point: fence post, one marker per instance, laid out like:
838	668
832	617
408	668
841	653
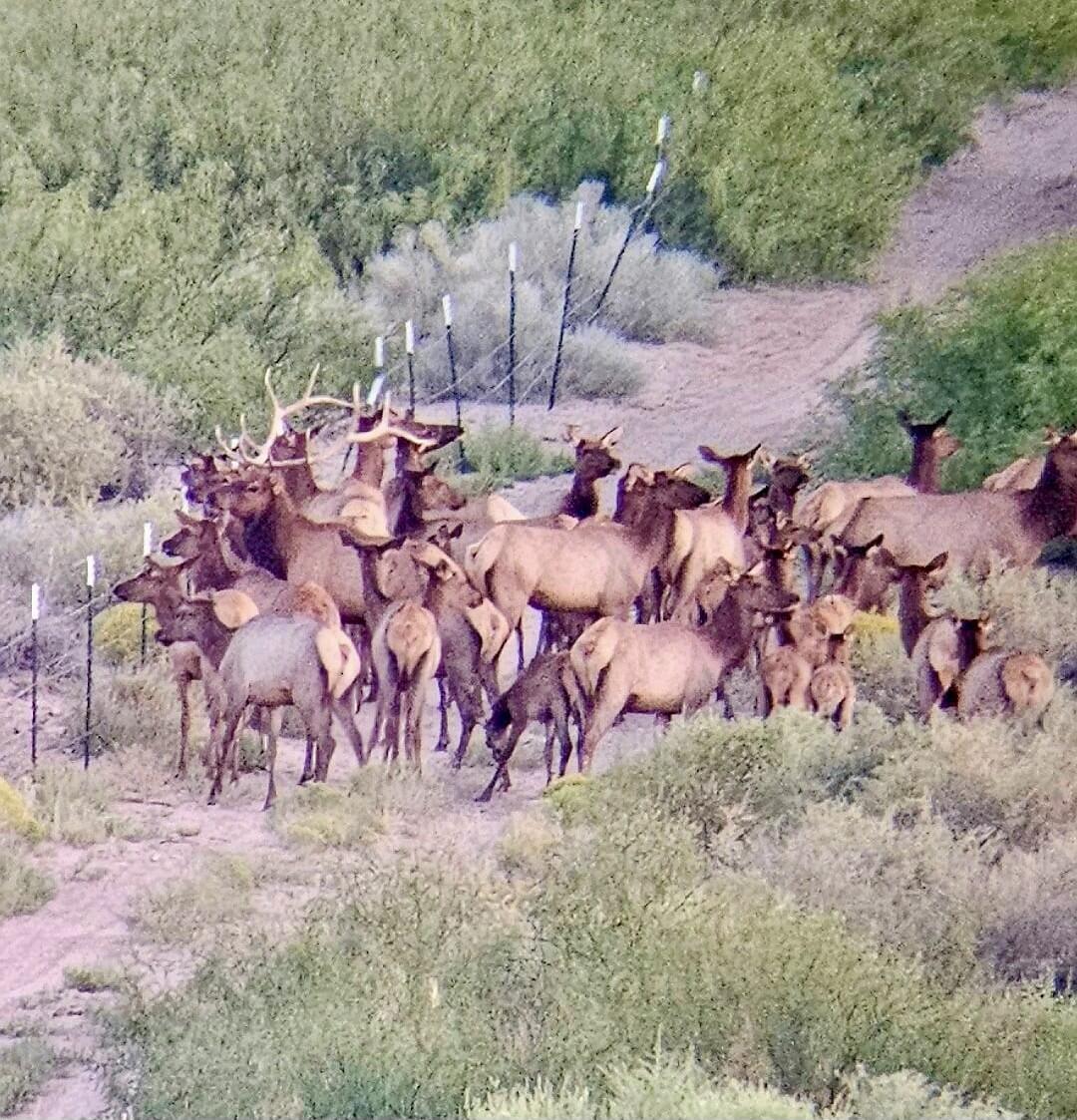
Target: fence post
651	187
564	305
447	312
410	351
35	612
512	334
147	548
90	656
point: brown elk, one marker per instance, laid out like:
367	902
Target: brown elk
713	532
595	566
159	585
669	666
830	509
269	661
547	692
407	652
974	526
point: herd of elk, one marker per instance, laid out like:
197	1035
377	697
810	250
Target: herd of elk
285	591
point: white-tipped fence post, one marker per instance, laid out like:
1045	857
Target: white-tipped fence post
147	548
653	185
35	613
512	334
91	579
564	306
447	314
410	351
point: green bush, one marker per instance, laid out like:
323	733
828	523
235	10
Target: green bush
25	1066
498	457
72	429
1001	351
23	889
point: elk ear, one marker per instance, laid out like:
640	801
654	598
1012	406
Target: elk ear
233	608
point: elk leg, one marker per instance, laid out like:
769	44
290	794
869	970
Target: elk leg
346	717
183	686
501	774
443	743
229	727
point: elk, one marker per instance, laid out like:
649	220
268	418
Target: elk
830	509
547	692
473	633
407	652
713	532
267	661
594	459
940	646
594	566
669	666
158	584
865	573
1002	681
974	526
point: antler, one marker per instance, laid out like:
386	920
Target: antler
261	454
383	429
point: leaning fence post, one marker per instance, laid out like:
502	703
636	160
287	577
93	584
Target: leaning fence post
564	306
651	187
512	334
447	312
410	351
147	548
35	613
90	656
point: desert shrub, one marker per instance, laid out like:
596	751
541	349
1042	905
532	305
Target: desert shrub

=====

[Set task]
Rewrite the items from the line containing "point: leaning fence" through the end of the items, both ends included, and keep the requests and their sample layouts unchanged. Scale every coordinate in the answers by 1.75 and round each result to a whole number, with halves rounded up.

[Solution to this problem]
point: leaning fence post, one marker per instance, laid out like:
502	703
636	160
287	577
93	584
Target: leaning fence post
987	536
1139	327
896	585
782	546
718	614
257	959
61	1073
158	1148
point: desert shrub, one marker per instance, laid out like:
596	751
541	349
1042	905
532	305
Target: desert shrub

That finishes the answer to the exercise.